#### Document text ####
NFTRH+; That’s a Wrap (most likely)

It feels different this time, from the previous TACOs and subversions of peace talks.

An Iranian woman walks next to a mural depicting anti-Israeli sentiments in Tehran.

We shall see. But the markets sure are reacting as if it’s real this time.

As we know, Trump was not going to wish to extend this conflict and its knock-on price effects, especially in crude oil.

Speaking of that, if this is real we have most likely seen the bottom in the Gold/Oil ratio, which is important to the gold miners, the Copper/Oil and other industrial metals ratios, which are important to those miners.

This phase of the gold miner correction is likely over. It will remain to be seen whether or not a new phase comes about down the road. I’ll take my loss on this go-round of partial hedging. Dog gone I thought about taking another profit yesterday. Woulda, shoulda, coulda…

We have already been bullish on stock markets, US and global. With USD getting smacked along with oil, we may surmise a resumption of the uptrend in global stocks vs. US stocks (ACWX/SPY ratio).

ACWX/SPY bottomed right around “America Great Again” day (inauguration) and has put in a base. It has now established an uptrend by the up-sloping 200 day moving average (orange).

Line chart displaying the ACWX/SPY financial instrument over a timeframe from 2023 to 2026, featuring indicators such as SMA 50 close and SMA 200 close, with volume and price data.

As for commodities, anything but oil/energy may be good to go. Basically, anything that was impaired by the war could out-perform after the war (assuming that’s what we’ve got on the table now). I’ll continue to favor Uranium and various critical mineral producers/explorers/processors.

Just some quick thoughts on this day that I really hope is real.
#### Data below ####
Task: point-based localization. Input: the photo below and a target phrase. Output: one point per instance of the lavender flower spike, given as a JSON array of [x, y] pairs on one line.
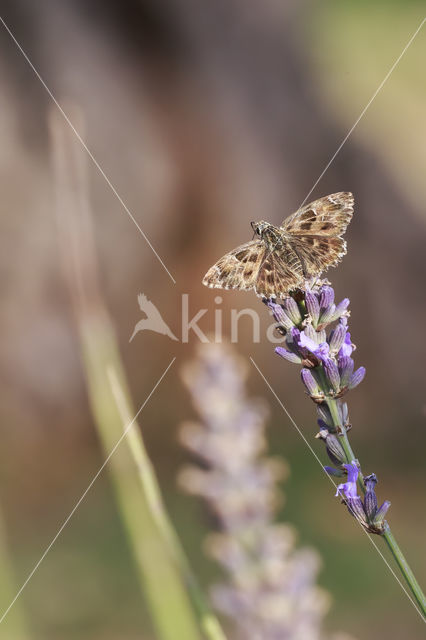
####
**Task directions:** In the market commentary, which commodities does the writer say they will continue to favor?

**Task output:** Uranium and various critical mineral producers, explorers and processors.